Report every line of the records beneath this task that holds the string "base".
--------------------------------------------------
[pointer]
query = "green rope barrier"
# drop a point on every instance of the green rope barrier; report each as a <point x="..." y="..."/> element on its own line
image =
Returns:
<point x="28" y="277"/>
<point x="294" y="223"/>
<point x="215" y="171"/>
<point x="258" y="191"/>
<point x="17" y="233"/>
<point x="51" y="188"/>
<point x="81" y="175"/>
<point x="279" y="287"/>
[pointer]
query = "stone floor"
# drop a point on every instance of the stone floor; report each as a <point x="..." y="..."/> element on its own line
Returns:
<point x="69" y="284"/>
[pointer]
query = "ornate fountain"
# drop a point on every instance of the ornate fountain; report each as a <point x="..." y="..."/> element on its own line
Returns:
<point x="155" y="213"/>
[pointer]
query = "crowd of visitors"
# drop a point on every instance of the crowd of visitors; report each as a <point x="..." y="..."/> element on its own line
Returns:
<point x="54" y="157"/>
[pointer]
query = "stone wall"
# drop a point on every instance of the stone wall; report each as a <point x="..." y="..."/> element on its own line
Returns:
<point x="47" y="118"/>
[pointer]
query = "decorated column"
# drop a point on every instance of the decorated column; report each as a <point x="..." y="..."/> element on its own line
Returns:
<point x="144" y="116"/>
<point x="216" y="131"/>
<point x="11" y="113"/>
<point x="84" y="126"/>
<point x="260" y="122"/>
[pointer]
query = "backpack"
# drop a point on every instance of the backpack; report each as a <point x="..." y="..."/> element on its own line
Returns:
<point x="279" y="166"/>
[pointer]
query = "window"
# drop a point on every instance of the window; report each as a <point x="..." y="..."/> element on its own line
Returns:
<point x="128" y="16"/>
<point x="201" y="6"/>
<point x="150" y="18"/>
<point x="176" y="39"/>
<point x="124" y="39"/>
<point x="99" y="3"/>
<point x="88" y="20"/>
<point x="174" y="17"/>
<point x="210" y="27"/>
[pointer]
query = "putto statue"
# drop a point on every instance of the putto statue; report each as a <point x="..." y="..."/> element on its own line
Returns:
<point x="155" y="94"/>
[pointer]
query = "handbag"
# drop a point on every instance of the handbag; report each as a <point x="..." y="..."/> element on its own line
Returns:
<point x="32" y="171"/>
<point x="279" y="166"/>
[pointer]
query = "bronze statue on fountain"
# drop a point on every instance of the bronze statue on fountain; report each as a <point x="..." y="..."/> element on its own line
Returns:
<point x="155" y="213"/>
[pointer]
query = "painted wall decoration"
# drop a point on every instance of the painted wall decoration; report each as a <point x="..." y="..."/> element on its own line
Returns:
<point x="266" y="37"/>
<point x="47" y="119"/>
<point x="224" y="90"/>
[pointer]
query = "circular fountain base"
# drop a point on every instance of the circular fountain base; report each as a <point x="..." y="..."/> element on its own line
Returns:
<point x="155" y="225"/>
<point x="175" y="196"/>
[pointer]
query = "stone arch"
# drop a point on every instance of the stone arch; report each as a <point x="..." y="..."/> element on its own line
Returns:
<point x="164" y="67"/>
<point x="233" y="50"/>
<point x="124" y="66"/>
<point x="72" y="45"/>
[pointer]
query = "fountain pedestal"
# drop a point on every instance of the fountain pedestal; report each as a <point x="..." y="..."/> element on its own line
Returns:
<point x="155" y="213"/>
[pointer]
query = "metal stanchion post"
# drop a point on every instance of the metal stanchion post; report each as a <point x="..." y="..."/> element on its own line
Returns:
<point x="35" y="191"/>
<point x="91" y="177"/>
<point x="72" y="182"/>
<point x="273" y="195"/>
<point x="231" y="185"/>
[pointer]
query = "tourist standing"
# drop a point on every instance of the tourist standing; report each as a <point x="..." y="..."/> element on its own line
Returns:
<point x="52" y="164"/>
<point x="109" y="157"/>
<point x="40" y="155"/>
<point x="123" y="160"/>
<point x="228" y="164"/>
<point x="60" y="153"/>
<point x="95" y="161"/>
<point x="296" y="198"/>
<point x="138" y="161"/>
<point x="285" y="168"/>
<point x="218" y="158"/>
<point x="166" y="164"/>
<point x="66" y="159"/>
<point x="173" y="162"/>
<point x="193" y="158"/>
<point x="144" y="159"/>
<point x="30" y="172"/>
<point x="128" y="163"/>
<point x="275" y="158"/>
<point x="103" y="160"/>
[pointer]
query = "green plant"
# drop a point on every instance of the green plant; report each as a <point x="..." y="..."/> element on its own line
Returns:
--------------------------------------------------
THE COMPLETED TASK:
query = "circular fountain base"
# drop a point on every instance of the circular fountain base; report each as a <point x="..." y="..."/> element on its own line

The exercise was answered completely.